--- Start ---

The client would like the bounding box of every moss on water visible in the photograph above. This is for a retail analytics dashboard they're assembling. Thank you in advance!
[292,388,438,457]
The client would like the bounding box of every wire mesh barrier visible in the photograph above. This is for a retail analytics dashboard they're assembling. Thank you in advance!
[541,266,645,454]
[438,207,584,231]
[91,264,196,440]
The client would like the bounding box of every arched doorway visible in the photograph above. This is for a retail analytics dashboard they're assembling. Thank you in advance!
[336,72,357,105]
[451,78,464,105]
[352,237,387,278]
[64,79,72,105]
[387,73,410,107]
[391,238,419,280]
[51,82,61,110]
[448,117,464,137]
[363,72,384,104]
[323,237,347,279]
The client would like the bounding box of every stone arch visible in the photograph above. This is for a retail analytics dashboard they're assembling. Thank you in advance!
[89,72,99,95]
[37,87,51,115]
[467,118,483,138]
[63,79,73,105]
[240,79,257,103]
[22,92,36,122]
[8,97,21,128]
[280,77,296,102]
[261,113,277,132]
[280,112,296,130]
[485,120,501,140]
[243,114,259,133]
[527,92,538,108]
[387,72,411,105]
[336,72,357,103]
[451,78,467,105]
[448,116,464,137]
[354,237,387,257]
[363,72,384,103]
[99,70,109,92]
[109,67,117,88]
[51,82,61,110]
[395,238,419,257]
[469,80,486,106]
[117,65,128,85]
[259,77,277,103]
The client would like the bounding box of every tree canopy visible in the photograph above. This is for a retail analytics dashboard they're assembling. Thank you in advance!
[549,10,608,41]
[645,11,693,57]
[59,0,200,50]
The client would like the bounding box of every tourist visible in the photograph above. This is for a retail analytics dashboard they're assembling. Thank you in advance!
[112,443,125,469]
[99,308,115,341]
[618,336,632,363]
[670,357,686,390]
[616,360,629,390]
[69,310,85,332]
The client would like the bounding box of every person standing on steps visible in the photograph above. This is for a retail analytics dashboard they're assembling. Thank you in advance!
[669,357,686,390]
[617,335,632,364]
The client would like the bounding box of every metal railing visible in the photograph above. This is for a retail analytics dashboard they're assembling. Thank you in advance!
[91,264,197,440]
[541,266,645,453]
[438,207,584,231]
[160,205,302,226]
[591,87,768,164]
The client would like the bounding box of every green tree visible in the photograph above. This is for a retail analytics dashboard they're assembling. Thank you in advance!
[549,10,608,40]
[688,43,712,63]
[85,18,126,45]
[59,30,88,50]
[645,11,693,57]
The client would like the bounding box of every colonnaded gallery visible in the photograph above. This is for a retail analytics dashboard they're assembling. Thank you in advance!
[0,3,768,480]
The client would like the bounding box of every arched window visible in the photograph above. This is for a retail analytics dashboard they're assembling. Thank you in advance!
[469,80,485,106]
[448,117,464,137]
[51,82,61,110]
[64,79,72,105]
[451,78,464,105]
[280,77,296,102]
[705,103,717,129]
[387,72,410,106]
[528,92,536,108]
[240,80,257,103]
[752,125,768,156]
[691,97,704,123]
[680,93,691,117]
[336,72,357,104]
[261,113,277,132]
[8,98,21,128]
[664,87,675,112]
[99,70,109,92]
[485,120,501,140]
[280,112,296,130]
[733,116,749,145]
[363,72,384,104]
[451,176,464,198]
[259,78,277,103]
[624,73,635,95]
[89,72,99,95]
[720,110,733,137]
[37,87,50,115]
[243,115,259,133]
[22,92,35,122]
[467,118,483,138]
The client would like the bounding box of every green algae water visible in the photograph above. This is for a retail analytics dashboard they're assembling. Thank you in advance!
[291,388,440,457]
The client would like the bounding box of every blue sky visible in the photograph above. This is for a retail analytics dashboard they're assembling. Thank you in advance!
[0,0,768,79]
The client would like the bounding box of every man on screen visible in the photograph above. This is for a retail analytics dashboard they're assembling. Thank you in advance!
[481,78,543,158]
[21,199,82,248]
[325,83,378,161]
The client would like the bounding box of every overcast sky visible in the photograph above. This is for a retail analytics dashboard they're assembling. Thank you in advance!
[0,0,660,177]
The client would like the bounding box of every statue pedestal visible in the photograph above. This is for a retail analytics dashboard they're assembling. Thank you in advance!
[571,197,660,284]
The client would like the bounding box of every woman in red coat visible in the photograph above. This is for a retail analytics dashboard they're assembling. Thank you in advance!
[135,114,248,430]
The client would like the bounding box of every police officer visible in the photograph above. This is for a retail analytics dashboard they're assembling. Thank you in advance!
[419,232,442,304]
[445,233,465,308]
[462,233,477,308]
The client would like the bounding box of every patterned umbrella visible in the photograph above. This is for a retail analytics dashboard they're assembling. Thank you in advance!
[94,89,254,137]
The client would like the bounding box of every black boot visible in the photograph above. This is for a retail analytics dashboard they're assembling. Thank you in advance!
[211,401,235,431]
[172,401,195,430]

--- End ---

▶ **Brief**
Reproduce the entire listing above, every line without a single change.

▶ **Solved problem**
The client would like the bounding box of every moss on water visible in the photograph above. This is for a retail analytics dashboard they're assembling. Thank you in advance!
[292,388,438,457]
The client would like the bounding box of every wire mesh barrier visible in the photograph above. This is for a retail analytics dashboard they're assembling. Thank you in advance!
[541,266,645,454]
[438,207,584,231]
[91,264,196,440]
The client would like the bounding box of every arched doorway visible in the photograph above. This is for a retail analytics dashboard they're assembling. Thank you in advance!
[336,72,357,105]
[451,78,464,105]
[352,237,387,278]
[64,79,72,105]
[387,73,410,107]
[391,238,419,280]
[51,82,61,110]
[448,117,464,137]
[363,72,384,104]
[323,237,347,279]
The client would like the bounding box of every stone arch visible in the photograph above. This is for a retail analytics dashboard they're assembling. Thank you in advance!
[89,72,99,95]
[37,87,51,115]
[467,118,483,138]
[63,79,73,105]
[240,79,257,103]
[22,92,36,122]
[8,97,21,128]
[280,77,296,102]
[261,113,277,132]
[280,112,296,130]
[485,120,501,140]
[243,114,259,133]
[527,92,538,108]
[387,72,411,105]
[336,72,357,103]
[451,78,467,105]
[448,116,464,137]
[354,237,387,257]
[363,72,384,103]
[99,70,109,92]
[109,67,117,88]
[51,82,61,110]
[395,238,419,257]
[469,80,486,106]
[117,65,128,85]
[259,77,277,103]
The client would like the bounding box of every tree canopy visible in the photograph above. This is for a retail analytics dashboard they're assembling. Thank you in advance!
[549,10,608,41]
[645,11,693,57]
[59,0,200,50]
The client would like the bounding box of every tourist visible in the photograph above. This is for a retail analytics dashboard they're assembling. Thank you in advance!
[112,443,125,469]
[99,308,115,341]
[618,336,632,363]
[670,357,686,390]
[616,360,629,390]
[69,310,85,332]
The client would like the bounding box of every person standing on steps visible in the photograph above. This is for a retail analytics dashboard they're assembling. Thank you in advance!
[669,357,686,390]
[617,335,632,364]
The client would like the bounding box of every metal railing visible in the photograph above. This is for a retail analytics dashboard they're assembling. Thank you in advance!
[91,264,197,440]
[541,266,645,453]
[438,207,584,231]
[160,205,302,226]
[591,87,768,164]
The client would like the bounding box of every green tree visible in the photograph above. This is for a retail analytics dashboard they're assembling. Thank you in advance!
[549,10,608,40]
[688,43,712,63]
[85,18,126,45]
[59,30,88,50]
[645,11,693,57]
The client would like the bounding box of every colonnaded gallery visible in the photograph above. This is for a retail analytics dashboard they're assembling. Thank you in advance!
[0,3,768,480]
The client would like the bounding box of every arched window visible in the photograph above. This is for a retail analytics dashboard they're assembling. Thank you in advance!
[469,80,485,106]
[448,117,464,137]
[51,82,61,110]
[64,79,72,105]
[451,78,464,105]
[280,77,296,102]
[705,103,717,129]
[387,72,410,106]
[528,92,536,108]
[240,80,257,103]
[752,125,768,156]
[691,97,704,123]
[680,93,691,117]
[336,72,357,104]
[261,113,277,132]
[8,98,21,128]
[664,87,675,112]
[99,70,109,92]
[485,120,501,140]
[280,112,296,130]
[733,116,749,145]
[363,72,384,104]
[451,176,464,198]
[259,78,277,103]
[624,73,635,95]
[89,72,99,95]
[720,110,733,137]
[37,87,50,115]
[243,115,259,133]
[22,92,35,122]
[467,118,483,138]
The client would like the bounding box of every green algae water visible in the photograph above. This is for a retail analytics dashboard they're assembling. Thank you in advance!
[291,388,440,457]
The client would like the bounding box of every blue sky visible in the photograph above. This is for a retail analytics dashboard they're assembling. Thank you in advance!
[0,0,768,79]
The client would like the bounding box of every man on screen visible in the photograph above. This is for a retail analytics dashboard they're assembling. Thank you in advance!
[481,78,543,158]
[21,199,82,248]
[325,83,378,161]
The client would like the bounding box of every overcast sky visible in the photograph above. This is for a retail analytics dashboard they're assembling. Thank you in advance!
[0,0,660,177]
The client would like the bounding box of every statue pedestal visible in the photograph above. This is for a retail analytics dashboard they're assembling. Thank you in advance!
[571,197,660,284]
The client would like the bounding box of every woman in red coat visible in the photograph above. This is for a retail analytics dashboard they're assembling. Thank you in advance!
[135,114,248,430]
The client would like the bounding box of every police officer visible in the photograph above. This is for a retail analytics dashboard they're assembling. Thank you in advance!
[419,232,442,304]
[445,233,465,308]
[462,233,477,308]
The client would like the bounding box of every patterned umbrella visible in the photograph above. This is for a retail analytics dashboard they're assembling. Thank you in advance!
[94,89,254,137]
The client would like the bounding box of every black boot visible in the photograph above. This is for a retail analytics dashboard they're assembling. Thank you in advance!
[211,401,235,431]
[172,401,195,430]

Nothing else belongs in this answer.